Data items
______

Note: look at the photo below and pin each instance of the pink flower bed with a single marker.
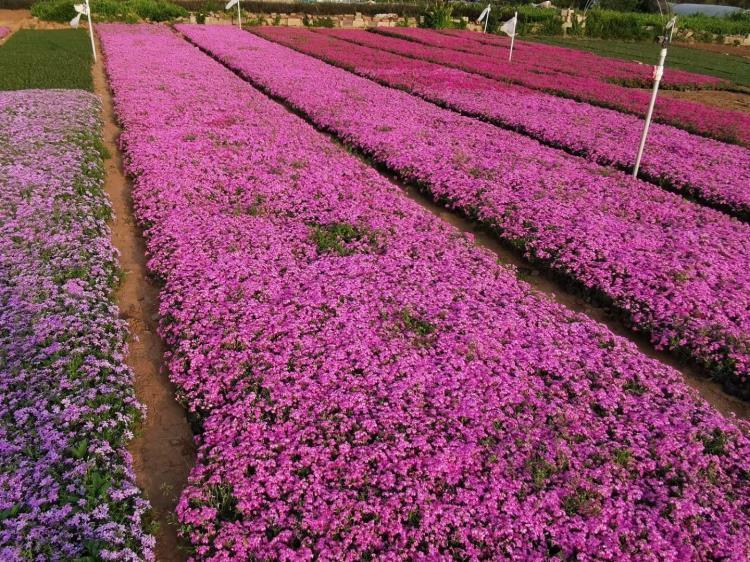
(676, 270)
(732, 126)
(552, 59)
(371, 385)
(715, 173)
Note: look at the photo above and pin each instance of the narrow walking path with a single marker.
(163, 450)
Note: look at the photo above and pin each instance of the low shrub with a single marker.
(111, 10)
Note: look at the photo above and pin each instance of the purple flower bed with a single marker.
(372, 386)
(676, 270)
(731, 126)
(553, 60)
(67, 402)
(715, 173)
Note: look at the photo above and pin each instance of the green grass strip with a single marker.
(46, 59)
(729, 67)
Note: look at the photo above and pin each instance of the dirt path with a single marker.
(163, 450)
(712, 392)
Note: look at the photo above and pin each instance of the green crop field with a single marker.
(730, 67)
(46, 59)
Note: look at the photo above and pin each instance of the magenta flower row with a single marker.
(732, 126)
(555, 60)
(713, 172)
(67, 402)
(675, 269)
(372, 386)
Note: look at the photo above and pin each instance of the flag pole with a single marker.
(91, 29)
(658, 73)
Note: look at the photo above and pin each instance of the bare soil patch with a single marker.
(163, 450)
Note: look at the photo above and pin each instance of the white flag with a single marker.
(82, 11)
(485, 13)
(509, 27)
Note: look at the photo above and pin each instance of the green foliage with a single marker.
(129, 11)
(46, 59)
(438, 16)
(611, 24)
(338, 237)
(729, 67)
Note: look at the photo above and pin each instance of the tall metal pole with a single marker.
(91, 29)
(513, 37)
(658, 73)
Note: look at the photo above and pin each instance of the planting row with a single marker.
(676, 270)
(370, 384)
(67, 404)
(556, 60)
(58, 58)
(731, 126)
(716, 173)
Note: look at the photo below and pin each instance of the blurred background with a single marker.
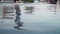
(39, 17)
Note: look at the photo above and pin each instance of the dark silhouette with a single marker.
(18, 14)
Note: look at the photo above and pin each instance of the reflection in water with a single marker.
(17, 20)
(53, 7)
(29, 10)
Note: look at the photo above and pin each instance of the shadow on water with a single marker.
(53, 7)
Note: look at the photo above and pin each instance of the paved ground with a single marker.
(44, 19)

______

Write out the lines above, starting at the line that contains "in water with a single marker." and ending with the final line, and nothing else; copy them exactly.

Exercise solution
Note: look at the photo above and pin each instance of the reflection in water with a single marker.
(17, 20)
(53, 7)
(29, 10)
Note: look at the photo above and pin each instance of the shadow on water with a single marker.
(53, 7)
Note: look at the photo above and pin each instance of the paved ground with a single marker.
(44, 19)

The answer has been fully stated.